Source text.
====

Representative David N. Cicilline, of Rhode Island, said Ticketmaster’s “excessive wait times and fees are completely unacceptable,” as shown by the experience with the Swift tickets, and were “a symptom of a larger problem. It’s no secret that Live Nation-Ticketmaster is an unchecked monopoly.”

Rep. Cicilline added: “The merger of these companies should never have been allowed in the first place.” He said he had joined other lawmakers including Representative Jerry Nadler of New York “to call on the DOJ to investigate Live Nation’s efforts to jack up prices and strangle competition.” Rep. Cicilline posted a letter he and four other lawmakers sent last year to the Department of Justice and Federal Trade Commission requesting an investigation into the company’s practices. The letter cited data that Live Nation controls more than 80 percent of the venue ticket sales market.

Live Nation representatives could not be immediately reached for additional comment on the reaction by Democratic members of the House.

When Live Nation and Ticketmaster merged, critics warned that the resulting company would become an industry colossus, one that had too much power and was capable of crippling competitors in the ticketing business.

====

Records shown.
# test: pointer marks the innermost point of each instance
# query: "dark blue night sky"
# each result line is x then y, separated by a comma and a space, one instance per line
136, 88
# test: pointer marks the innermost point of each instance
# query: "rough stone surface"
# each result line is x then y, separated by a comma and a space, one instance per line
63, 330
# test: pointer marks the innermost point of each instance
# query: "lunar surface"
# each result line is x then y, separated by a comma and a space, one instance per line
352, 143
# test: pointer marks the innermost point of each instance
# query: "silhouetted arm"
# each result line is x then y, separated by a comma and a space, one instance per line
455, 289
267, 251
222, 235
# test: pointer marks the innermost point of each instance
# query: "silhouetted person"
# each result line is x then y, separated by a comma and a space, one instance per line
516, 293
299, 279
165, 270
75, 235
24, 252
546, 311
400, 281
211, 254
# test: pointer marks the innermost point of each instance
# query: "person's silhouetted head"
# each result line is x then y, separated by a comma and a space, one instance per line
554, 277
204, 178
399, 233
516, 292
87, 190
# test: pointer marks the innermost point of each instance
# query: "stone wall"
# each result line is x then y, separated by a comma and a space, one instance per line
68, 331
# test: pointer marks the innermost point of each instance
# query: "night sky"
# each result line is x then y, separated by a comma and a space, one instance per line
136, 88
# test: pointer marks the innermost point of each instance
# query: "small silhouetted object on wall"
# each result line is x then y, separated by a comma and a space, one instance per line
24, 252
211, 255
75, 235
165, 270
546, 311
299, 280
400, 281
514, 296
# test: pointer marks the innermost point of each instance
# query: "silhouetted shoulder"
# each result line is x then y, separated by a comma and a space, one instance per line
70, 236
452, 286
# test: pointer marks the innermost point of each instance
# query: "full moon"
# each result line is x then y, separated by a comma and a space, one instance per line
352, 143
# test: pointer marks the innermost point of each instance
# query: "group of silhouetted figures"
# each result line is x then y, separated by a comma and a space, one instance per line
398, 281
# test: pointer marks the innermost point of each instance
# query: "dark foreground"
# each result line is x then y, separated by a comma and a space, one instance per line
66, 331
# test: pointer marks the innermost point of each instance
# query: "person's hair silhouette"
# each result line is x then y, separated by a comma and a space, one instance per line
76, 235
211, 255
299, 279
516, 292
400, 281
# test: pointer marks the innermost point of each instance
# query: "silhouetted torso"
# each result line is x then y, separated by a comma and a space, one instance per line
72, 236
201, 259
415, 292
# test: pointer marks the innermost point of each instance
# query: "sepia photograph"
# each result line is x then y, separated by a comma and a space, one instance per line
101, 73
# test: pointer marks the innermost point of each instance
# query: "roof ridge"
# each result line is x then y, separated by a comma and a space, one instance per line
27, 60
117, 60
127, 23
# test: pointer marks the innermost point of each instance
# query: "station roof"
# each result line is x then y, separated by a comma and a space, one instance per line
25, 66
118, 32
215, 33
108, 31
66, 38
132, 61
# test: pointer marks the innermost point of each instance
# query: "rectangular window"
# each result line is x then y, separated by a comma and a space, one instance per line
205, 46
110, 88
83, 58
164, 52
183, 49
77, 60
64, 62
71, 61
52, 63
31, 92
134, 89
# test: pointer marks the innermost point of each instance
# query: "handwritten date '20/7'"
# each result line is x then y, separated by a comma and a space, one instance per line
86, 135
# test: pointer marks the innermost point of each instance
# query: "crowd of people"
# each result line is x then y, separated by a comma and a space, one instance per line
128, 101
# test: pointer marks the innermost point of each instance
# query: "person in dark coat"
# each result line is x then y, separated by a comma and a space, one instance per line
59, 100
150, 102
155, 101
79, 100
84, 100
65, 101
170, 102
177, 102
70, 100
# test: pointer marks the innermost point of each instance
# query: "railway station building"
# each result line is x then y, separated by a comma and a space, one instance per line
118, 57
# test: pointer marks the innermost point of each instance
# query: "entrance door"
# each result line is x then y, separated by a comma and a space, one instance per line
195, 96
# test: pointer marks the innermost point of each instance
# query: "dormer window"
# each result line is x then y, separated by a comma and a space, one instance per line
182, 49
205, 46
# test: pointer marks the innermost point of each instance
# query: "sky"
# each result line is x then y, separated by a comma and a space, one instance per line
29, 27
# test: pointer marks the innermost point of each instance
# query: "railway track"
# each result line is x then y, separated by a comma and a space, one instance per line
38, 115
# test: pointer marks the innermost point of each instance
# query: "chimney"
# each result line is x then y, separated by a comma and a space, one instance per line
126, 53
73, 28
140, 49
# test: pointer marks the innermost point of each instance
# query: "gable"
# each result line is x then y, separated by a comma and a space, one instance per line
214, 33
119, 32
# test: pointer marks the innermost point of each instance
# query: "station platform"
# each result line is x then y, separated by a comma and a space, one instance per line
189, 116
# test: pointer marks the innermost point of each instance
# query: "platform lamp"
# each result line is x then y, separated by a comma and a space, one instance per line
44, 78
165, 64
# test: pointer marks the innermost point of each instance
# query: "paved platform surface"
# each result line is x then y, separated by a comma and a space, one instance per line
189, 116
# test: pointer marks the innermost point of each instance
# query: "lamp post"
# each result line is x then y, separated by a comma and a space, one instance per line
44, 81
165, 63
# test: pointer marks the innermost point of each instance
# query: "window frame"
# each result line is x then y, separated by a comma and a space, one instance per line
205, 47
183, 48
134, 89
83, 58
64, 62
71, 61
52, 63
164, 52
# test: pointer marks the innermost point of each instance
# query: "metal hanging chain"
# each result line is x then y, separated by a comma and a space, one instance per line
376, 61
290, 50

====

Task directions. Reproduce the passage above about Live Nation-Ticketmaster in full, with every word and punctuation mark unchanged.

Exercise result.
Representative David N. Cicilline, of Rhode Island, said Ticketmaster’s “excessive wait times and fees are completely unacceptable,” as shown by the experience with the Swift tickets, and were “a symptom of a larger problem. It’s no secret that Live Nation-Ticketmaster is an unchecked monopoly.”

Rep. Cicilline added: “The merger of these companies should never have been allowed in the first place.” He said he had joined other lawmakers including Representative Jerry Nadler of New York “to call on the DOJ to investigate Live Nation’s efforts to jack up prices and strangle competition.” Rep. Cicilline posted a letter he and four other lawmakers sent last year to the Department of Justice and Federal Trade Commission requesting an investigation into the company’s practices. The letter cited data that Live Nation controls more than 80 percent of the venue ticket sales market.

Live Nation representatives could not be immediately reached for additional comment on the reaction by Democratic members of the House.

When Live Nation and Ticketmaster merged, critics warned that the resulting company would become an industry colossus, one that had too much power and was capable of crippling competitors in the ticketing business.